## begin Text to read

JANE: Yes, I think she was… You know, I mean it terms of age I’m halfway between Kirrali and Cherrie, purely in terms of where they sit. So, there's a little bit of me I guess in both of them. But you know, she's sort of grown up in a more conservative suburban milieu, not that I did. I came from very working class outer suburban background. But she's grown up with parents who I guess sweep things under the carpet a little bit, and not face difficult things. And as a result, she's reacted against that and has been quite radical in her choices and things like that, and very passionate about Aboriginal equity and things like that. And I know a lot of, I've got a lot of friends who similar have similar kind of experiences, where they've been very passionate and working beside Aboriginal people to improve things most of their lives.

And I guess I wanted to upend stereotypes of all my characters, and I think the irony which Cherie is that she has this relationship, a passionate relationship, with a radical Aboriginal man, gets pregnant, doesn't tell him and her mother forces her to give up the child. And yet, she's working around Aboriginal people where the Stolen Generations is so rife, and colonisation and Stolen Generations are the defining characteristics of the Aboriginal community that she's working with, and yet she's told no one. So, she has this secret that's eating away at her.

ASTRID: She has a secret, and in the first instance it's not taken very well when her secret is revealed to the world and she's asked to leave her volunteering position that she's been working at. And if I can phrases maybe in a simple way, she's been trying to be a good white person and she's been trying to be an ally and she's made this really painful mistake for others and for herself. Can you talk to me about all the different ways that you show that while she is an ally and why she has been doing good she has still maybe missed a point on a few occasions and she still does make mistakes, with her own daughter once they meet and begin a relationship, but also with the Aboriginal people around her who she is working beside.

JANE: Well, you know, with some sympathy for her because she was only young herself and in this almost paralysing kind of white conservative environment, so even though she's a radical at heart, she's still does what a mother the parents tell her. And when they finally meet Kirrali I think it's very painful for Cherie to realise that they've moved on in terms of their attitudes as well.

## end Text to read

• _Stated goal A_: In the interview, what kind of background does Jane say she came from?

## begin Information provided

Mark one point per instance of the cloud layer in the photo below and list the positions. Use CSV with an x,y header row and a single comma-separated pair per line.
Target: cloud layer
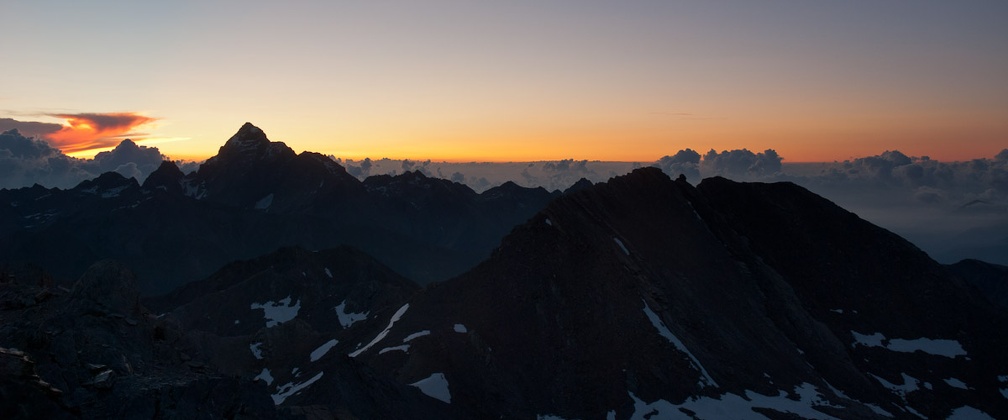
x,y
28,160
83,132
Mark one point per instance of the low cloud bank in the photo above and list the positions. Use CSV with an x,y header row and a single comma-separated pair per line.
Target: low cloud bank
x,y
25,161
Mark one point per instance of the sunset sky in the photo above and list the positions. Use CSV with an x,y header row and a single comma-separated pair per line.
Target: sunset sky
x,y
627,81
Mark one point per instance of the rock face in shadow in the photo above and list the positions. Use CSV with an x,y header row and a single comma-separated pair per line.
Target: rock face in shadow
x,y
644,294
990,279
93,352
639,297
252,197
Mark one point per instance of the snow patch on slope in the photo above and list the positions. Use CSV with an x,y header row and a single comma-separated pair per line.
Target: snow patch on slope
x,y
348,318
416,335
288,389
381,335
663,331
279,312
434,386
265,376
731,406
323,350
946,347
256,352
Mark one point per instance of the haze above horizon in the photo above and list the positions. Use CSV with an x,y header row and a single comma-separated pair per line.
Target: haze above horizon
x,y
465,82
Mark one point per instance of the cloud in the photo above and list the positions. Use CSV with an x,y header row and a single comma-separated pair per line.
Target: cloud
x,y
90,131
129,159
685,161
28,128
742,164
28,160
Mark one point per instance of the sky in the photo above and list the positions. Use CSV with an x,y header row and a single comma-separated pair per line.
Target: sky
x,y
464,81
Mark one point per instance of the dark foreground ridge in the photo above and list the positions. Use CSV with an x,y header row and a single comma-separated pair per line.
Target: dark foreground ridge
x,y
640,297
252,197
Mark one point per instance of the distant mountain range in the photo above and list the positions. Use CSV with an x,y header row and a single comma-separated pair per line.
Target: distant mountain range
x,y
639,297
252,197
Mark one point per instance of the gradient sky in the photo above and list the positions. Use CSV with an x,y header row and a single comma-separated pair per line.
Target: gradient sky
x,y
628,81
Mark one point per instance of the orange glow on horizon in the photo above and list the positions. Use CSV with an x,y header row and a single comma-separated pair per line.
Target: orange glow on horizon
x,y
84,135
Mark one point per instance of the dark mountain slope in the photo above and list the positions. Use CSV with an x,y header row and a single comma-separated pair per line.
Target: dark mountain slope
x,y
646,294
93,352
990,279
289,318
254,196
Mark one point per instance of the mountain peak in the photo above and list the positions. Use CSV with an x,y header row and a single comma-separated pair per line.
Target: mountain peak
x,y
249,136
251,143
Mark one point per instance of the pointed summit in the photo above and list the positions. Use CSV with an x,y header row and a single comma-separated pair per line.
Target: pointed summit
x,y
250,143
247,137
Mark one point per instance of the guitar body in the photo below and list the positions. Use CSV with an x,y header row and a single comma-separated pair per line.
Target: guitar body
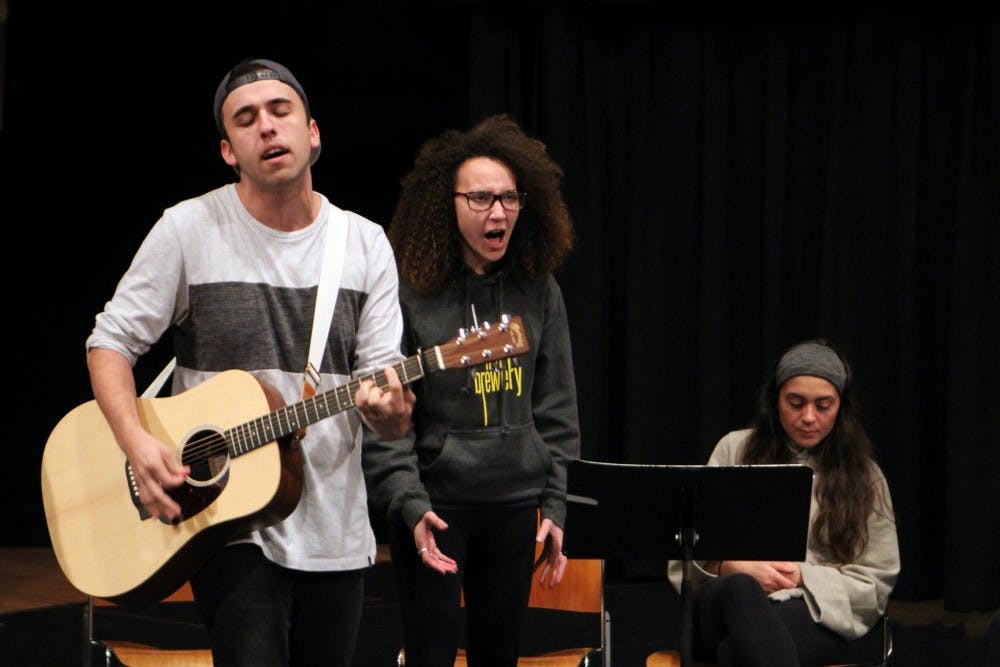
x,y
246,469
105,542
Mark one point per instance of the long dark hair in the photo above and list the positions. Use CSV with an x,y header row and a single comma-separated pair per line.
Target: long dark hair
x,y
843,462
424,228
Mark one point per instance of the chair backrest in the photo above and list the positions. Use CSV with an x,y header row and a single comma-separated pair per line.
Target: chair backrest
x,y
872,650
582,588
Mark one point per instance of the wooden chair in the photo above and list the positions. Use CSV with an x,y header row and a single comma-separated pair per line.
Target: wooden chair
x,y
872,650
134,654
581,590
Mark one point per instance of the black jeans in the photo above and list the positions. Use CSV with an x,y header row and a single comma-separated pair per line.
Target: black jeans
x,y
260,614
494,548
735,624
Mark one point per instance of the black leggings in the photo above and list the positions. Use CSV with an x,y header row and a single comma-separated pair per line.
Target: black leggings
x,y
259,614
494,548
736,625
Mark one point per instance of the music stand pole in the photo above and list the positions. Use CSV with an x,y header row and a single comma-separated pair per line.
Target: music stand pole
x,y
687,538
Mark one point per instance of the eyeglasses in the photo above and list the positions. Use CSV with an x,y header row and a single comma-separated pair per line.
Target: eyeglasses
x,y
512,200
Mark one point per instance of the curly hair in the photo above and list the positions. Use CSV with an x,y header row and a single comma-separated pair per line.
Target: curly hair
x,y
424,228
845,483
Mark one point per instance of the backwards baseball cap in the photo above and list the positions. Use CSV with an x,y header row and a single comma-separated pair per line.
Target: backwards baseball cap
x,y
249,71
812,359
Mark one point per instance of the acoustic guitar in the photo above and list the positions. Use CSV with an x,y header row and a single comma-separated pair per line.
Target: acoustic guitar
x,y
245,470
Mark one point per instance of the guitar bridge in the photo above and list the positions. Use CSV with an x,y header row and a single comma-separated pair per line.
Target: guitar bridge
x,y
134,492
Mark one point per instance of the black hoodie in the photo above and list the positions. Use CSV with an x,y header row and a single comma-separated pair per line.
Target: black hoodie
x,y
498,434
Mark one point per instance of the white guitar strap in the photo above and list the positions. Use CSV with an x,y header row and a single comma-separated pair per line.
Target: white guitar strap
x,y
326,296
326,300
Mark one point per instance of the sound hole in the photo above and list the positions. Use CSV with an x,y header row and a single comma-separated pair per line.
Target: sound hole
x,y
207,454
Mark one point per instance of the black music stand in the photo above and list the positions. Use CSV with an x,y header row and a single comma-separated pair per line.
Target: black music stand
x,y
618,510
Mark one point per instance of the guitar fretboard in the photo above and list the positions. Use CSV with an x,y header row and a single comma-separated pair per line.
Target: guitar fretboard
x,y
256,433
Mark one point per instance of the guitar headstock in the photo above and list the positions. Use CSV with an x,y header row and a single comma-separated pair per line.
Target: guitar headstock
x,y
489,342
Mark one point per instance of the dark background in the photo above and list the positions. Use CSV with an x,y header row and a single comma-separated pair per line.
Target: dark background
x,y
742,176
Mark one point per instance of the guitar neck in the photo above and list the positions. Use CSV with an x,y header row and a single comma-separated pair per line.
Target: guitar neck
x,y
250,435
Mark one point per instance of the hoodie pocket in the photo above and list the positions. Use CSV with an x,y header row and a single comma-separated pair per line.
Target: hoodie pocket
x,y
494,466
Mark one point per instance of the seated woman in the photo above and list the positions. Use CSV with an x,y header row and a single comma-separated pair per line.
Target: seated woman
x,y
778,613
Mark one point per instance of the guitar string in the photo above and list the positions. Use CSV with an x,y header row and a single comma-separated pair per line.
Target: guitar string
x,y
203,449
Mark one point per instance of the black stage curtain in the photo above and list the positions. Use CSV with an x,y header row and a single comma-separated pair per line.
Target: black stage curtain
x,y
741,180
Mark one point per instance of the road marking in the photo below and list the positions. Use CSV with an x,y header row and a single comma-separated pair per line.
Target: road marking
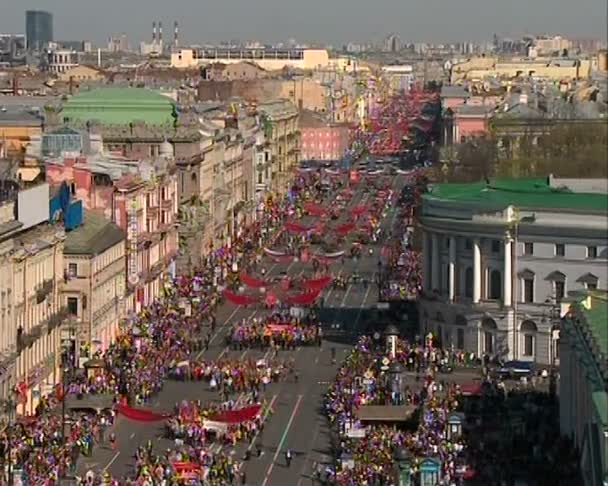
x,y
111,462
282,441
311,444
266,413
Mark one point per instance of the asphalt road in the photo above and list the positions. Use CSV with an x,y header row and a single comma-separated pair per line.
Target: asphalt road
x,y
297,421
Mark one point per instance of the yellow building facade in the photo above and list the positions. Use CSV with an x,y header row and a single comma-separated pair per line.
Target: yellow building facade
x,y
95,279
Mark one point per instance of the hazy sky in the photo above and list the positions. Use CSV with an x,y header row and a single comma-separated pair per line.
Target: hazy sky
x,y
333,21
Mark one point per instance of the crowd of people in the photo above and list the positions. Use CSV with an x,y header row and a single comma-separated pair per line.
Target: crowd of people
x,y
196,424
363,380
279,329
153,343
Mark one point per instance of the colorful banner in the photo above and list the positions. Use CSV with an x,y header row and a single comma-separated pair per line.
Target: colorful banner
x,y
140,414
239,415
239,299
251,281
359,210
317,284
314,209
274,253
278,328
306,298
294,227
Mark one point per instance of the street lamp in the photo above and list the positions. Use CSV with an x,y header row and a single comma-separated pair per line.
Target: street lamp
x,y
403,462
391,333
8,406
379,280
395,371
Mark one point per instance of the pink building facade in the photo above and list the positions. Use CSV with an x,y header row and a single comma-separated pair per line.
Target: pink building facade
x,y
145,209
324,143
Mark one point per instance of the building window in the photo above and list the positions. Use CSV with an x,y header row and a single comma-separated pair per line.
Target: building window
x,y
73,270
528,345
528,330
73,306
488,342
468,283
528,290
495,285
460,338
559,289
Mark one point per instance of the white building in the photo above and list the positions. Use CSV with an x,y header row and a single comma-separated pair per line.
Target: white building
x,y
498,257
62,60
583,387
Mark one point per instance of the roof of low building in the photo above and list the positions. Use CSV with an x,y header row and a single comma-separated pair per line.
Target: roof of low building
x,y
120,106
94,236
524,193
596,316
19,117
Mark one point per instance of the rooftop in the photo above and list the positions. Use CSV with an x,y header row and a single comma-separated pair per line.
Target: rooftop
x,y
526,193
120,106
93,237
596,315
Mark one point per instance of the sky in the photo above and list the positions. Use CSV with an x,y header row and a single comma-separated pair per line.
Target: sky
x,y
326,21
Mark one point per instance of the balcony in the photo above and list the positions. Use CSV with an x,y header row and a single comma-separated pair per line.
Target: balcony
x,y
45,289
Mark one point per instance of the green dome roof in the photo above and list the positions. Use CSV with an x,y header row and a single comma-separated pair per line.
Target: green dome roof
x,y
120,106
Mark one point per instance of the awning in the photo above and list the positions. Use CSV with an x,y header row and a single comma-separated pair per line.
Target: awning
x,y
385,413
28,174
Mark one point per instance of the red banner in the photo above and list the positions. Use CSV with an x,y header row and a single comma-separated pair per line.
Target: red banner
x,y
294,227
140,414
359,210
251,281
186,467
345,228
306,298
277,328
314,209
239,415
317,284
239,299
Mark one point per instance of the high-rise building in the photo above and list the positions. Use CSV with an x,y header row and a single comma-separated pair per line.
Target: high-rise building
x,y
38,28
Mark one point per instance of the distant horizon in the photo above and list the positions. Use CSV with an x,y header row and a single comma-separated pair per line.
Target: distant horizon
x,y
317,21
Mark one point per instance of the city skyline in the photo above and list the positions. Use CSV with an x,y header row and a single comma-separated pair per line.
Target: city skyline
x,y
315,21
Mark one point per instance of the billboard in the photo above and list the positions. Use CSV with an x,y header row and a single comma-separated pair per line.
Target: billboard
x,y
33,206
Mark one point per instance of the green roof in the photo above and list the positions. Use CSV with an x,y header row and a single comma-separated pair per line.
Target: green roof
x,y
597,317
94,236
529,193
600,400
120,106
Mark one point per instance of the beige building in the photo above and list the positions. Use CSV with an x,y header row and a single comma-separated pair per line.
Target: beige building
x,y
31,277
557,69
82,73
280,124
583,388
95,279
268,59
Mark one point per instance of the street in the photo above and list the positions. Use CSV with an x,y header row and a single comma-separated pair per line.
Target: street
x,y
296,420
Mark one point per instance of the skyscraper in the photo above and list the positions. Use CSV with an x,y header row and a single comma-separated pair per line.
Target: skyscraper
x,y
38,28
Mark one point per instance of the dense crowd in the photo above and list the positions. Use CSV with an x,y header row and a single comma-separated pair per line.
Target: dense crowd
x,y
361,380
279,329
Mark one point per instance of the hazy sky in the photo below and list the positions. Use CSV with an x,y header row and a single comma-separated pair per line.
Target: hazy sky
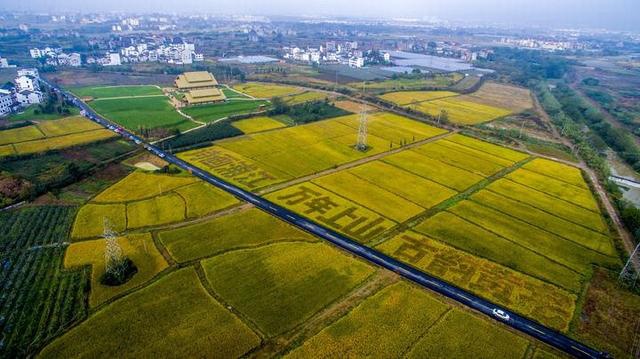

## end Information provided

• _Stated goal B_: Shift every point coordinate by adding 73 to both its x and y values, and reproduce the records from the line that contains "Mark one point per instance of the city" through the end of the records with the requests and all other lines kept as they are. Give only those lines, and leave the pictures out.

• _Response A_: A very working-class outer suburban background.

• _Response B_:
Mark one point per instance of the city skyline in the photo above and list the positions. Use CSV with an x,y header row and a single comma-separated pair per line.
Target: city skyline
x,y
388,94
Mark one point per instance of the billboard in the photo above and list the positions. Use CSV with an x,y header row and a single comma-separated pair per line.
Target: billboard
x,y
106,279
Mark one point per instance of the green roof in the photo above and list the positions. Use CSV with an x,y header row and a single comma-separated pair per line.
Target: green roof
x,y
670,390
167,309
602,266
673,473
193,179
Mark one point per instance of the beige building in the photo above and list the positions. Use CSV with an x,y header row and a single comma-separated pair per line.
Target: beige building
x,y
104,350
630,142
155,146
353,197
656,461
168,352
341,132
Mark one point per instance of the street in the photo above and list the positions. Use CSV with an x,y header row and a single comma-separated pair per line.
Target: street
x,y
369,493
Mark one point per instance of the skyscraper in the photo above and list the positions. Use CSV with an x,y header row and a single comma-separated pair per line.
Target: skyscraper
x,y
111,101
Mark one point per instance of the dense crowd in the photo above and list the positions. Use CSV with an x,y header row and a single comma-separated pair per line.
Target: dense crowd
x,y
434,453
352,402
Mark one point per instance of the hazy sky in the photo below and list the positions. Use CSV with an x,y header row and a single comma-separated pair per line.
Target: hazy sky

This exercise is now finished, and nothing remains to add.